▸ WRITTEN INSTRUCTION: Quote every line below exactly and skip any picture.

▸ LISTED RECORDS:
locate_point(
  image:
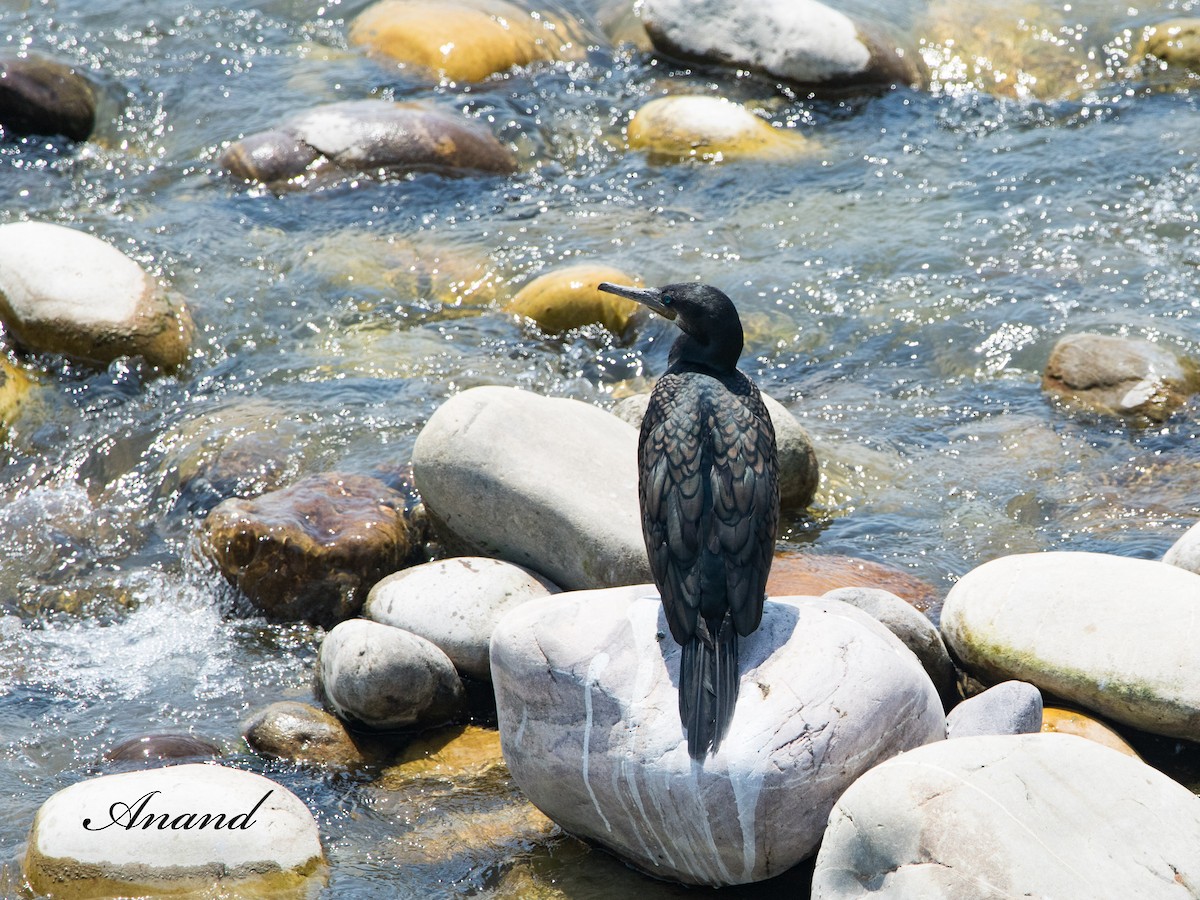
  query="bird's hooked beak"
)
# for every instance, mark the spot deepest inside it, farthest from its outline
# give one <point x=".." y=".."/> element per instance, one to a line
<point x="646" y="297"/>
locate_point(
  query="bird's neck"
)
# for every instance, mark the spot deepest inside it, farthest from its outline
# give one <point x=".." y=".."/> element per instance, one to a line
<point x="718" y="353"/>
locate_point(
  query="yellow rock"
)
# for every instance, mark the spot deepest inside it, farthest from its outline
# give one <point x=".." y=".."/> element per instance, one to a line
<point x="1176" y="43"/>
<point x="695" y="127"/>
<point x="463" y="40"/>
<point x="1069" y="721"/>
<point x="456" y="753"/>
<point x="568" y="298"/>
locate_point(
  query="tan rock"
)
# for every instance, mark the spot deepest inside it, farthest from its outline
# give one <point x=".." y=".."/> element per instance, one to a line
<point x="712" y="129"/>
<point x="1072" y="721"/>
<point x="1175" y="45"/>
<point x="311" y="551"/>
<point x="66" y="292"/>
<point x="462" y="40"/>
<point x="568" y="298"/>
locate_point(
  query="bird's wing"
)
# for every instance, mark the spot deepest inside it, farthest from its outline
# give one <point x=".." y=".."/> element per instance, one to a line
<point x="673" y="497"/>
<point x="745" y="502"/>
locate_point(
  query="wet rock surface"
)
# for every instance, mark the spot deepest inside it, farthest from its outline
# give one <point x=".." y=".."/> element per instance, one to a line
<point x="313" y="550"/>
<point x="1119" y="376"/>
<point x="288" y="730"/>
<point x="65" y="292"/>
<point x="798" y="41"/>
<point x="455" y="605"/>
<point x="1062" y="817"/>
<point x="365" y="136"/>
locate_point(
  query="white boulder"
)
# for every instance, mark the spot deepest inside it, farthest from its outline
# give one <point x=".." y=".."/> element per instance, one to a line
<point x="589" y="724"/>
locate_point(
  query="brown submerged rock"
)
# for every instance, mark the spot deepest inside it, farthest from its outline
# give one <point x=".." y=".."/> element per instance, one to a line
<point x="162" y="747"/>
<point x="311" y="551"/>
<point x="41" y="96"/>
<point x="299" y="732"/>
<point x="365" y="136"/>
<point x="1119" y="376"/>
<point x="463" y="40"/>
<point x="568" y="298"/>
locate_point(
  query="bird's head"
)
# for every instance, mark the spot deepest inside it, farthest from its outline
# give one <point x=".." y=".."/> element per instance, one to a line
<point x="711" y="325"/>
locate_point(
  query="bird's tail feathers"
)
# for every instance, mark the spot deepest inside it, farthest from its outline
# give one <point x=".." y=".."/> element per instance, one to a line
<point x="708" y="685"/>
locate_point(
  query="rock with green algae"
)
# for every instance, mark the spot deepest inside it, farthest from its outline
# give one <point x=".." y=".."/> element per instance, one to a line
<point x="311" y="551"/>
<point x="1111" y="634"/>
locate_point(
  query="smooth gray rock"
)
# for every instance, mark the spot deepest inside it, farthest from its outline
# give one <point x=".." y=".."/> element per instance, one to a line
<point x="455" y="604"/>
<point x="913" y="628"/>
<point x="1029" y="815"/>
<point x="1186" y="551"/>
<point x="268" y="840"/>
<point x="549" y="484"/>
<point x="1007" y="708"/>
<point x="587" y="702"/>
<point x="63" y="291"/>
<point x="799" y="41"/>
<point x="365" y="135"/>
<point x="1111" y="634"/>
<point x="1119" y="376"/>
<point x="385" y="678"/>
<point x="798" y="471"/>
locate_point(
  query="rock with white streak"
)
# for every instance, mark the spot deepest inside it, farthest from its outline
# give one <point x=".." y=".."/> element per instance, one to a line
<point x="910" y="625"/>
<point x="587" y="705"/>
<point x="550" y="484"/>
<point x="455" y="604"/>
<point x="385" y="678"/>
<point x="799" y="41"/>
<point x="1026" y="815"/>
<point x="1008" y="708"/>
<point x="1111" y="634"/>
<point x="174" y="831"/>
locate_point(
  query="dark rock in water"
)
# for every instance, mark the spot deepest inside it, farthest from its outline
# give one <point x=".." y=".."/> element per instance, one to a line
<point x="387" y="678"/>
<point x="363" y="136"/>
<point x="299" y="732"/>
<point x="162" y="747"/>
<point x="799" y="41"/>
<point x="1119" y="376"/>
<point x="311" y="551"/>
<point x="40" y="96"/>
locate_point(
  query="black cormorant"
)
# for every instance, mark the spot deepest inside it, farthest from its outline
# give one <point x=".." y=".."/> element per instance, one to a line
<point x="708" y="487"/>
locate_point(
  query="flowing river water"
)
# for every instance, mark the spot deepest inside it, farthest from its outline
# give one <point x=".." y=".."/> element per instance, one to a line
<point x="901" y="292"/>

▸ ANSWER TO THE TASK:
locate_point(
  image:
  query="bird's hooked beak"
)
# for every instance, mark the spot deepest inside it, farthest from its outline
# give one <point x=".." y=".."/> element per instance, one to a line
<point x="646" y="297"/>
locate_point(
  query="bird's neck"
)
# for every instance, mark the spot deepest inside it, farthest from its outline
# give one <point x=".." y=".."/> element per instance, one to a line
<point x="718" y="353"/>
locate_point(
  query="yellow rock"
)
# for every instance, mark the spot deepest inside it, farthest from its outline
# give one <point x=".." y=".."/> element per instance, one to a line
<point x="1176" y="43"/>
<point x="695" y="127"/>
<point x="463" y="40"/>
<point x="1069" y="721"/>
<point x="456" y="753"/>
<point x="568" y="298"/>
locate_point(
  query="tan rock"
)
# for every instance, mark the spot deepest inside it, farthest from its outline
# give one <point x=".." y=".."/> element per instance, one to a line
<point x="712" y="129"/>
<point x="1072" y="721"/>
<point x="1175" y="45"/>
<point x="311" y="551"/>
<point x="66" y="292"/>
<point x="462" y="40"/>
<point x="568" y="298"/>
locate_point(
  query="bird's wing"
)
# for every instance, mark the spot deepest inside it, farthest from its outline
# give one <point x=".." y=".."/> element per instance, one to a line
<point x="673" y="497"/>
<point x="745" y="502"/>
locate_point(
  query="wet rock surface"
)
# for every instance, mark the spot deepest inside it, farthest from its outline
# give one <point x=".." y=".."/> element per instance, one to a line
<point x="313" y="550"/>
<point x="1119" y="376"/>
<point x="288" y="730"/>
<point x="65" y="292"/>
<point x="798" y="41"/>
<point x="455" y="605"/>
<point x="1062" y="817"/>
<point x="365" y="136"/>
locate_point(
  query="white boulder"
)
# for every instance, mark the spot deepest inside it, farthest from its outline
# give one <point x=".." y=".."/> element per instance, one to a line
<point x="589" y="724"/>
locate_point(
  query="brown submerged rock"
)
# for every instance, mark the spot deepest inside it, farthest from its outline
# give one <point x=".." y=".."/> element per instance, one to a line
<point x="162" y="747"/>
<point x="311" y="551"/>
<point x="41" y="96"/>
<point x="299" y="732"/>
<point x="365" y="136"/>
<point x="1119" y="376"/>
<point x="463" y="40"/>
<point x="568" y="298"/>
locate_point(
  query="bird's head"
)
# for every instance, mark the spot deepest inside it, farthest from its outline
# give one <point x=".." y=".."/> element per instance, one to a line
<point x="711" y="325"/>
locate_point(
  query="bird's tail feathers"
)
# for every instance, mark the spot deepest inside it, farthest from its outline
# give one <point x=".." y=".."/> element per instance, one to a line
<point x="708" y="685"/>
locate_point(
  query="rock with green algae"
)
# for every instance, mark the spot deepest inside it, farthest from its outline
# give one <point x=".." y=".."/> element per instance, one to a line
<point x="311" y="551"/>
<point x="1111" y="634"/>
locate_point(
  query="smooth gray rock"
)
# for every instance, mark the spot deepest inside it, farthest from its outline
# give one <point x=".." y=".."/> element per instance, one to a line
<point x="455" y="604"/>
<point x="913" y="628"/>
<point x="1029" y="815"/>
<point x="1186" y="551"/>
<point x="268" y="840"/>
<point x="549" y="484"/>
<point x="1007" y="708"/>
<point x="587" y="702"/>
<point x="63" y="291"/>
<point x="799" y="41"/>
<point x="365" y="135"/>
<point x="1111" y="634"/>
<point x="1119" y="376"/>
<point x="385" y="678"/>
<point x="798" y="471"/>
locate_point(
  query="rock with white streak"
)
# for every instance, mark the spot deepest inside it, farthest from its outline
# give one <point x=".." y=".."/> element per instance, one to a line
<point x="910" y="625"/>
<point x="587" y="705"/>
<point x="550" y="484"/>
<point x="455" y="604"/>
<point x="385" y="678"/>
<point x="799" y="41"/>
<point x="1026" y="815"/>
<point x="1008" y="708"/>
<point x="1111" y="634"/>
<point x="174" y="831"/>
locate_point(
  query="dark rock in water"
)
# for every instance, mark the spot deepest inside it, farthest from its outline
# give one <point x=".." y=".."/> element per instance, one to a line
<point x="387" y="678"/>
<point x="363" y="136"/>
<point x="299" y="732"/>
<point x="162" y="747"/>
<point x="799" y="41"/>
<point x="1119" y="376"/>
<point x="311" y="551"/>
<point x="40" y="96"/>
locate_point(
  query="black cormorant"
)
# for every instance, mark the spot deepest inside it, farthest from its outline
# give one <point x=".." y=".."/> element per instance, one to a line
<point x="708" y="487"/>
locate_point(
  query="flowing river water"
)
# for every instance, mark the spot deepest inside it, farthest from its outline
# give one <point x=".." y=".."/> element per instance, one to a line
<point x="901" y="292"/>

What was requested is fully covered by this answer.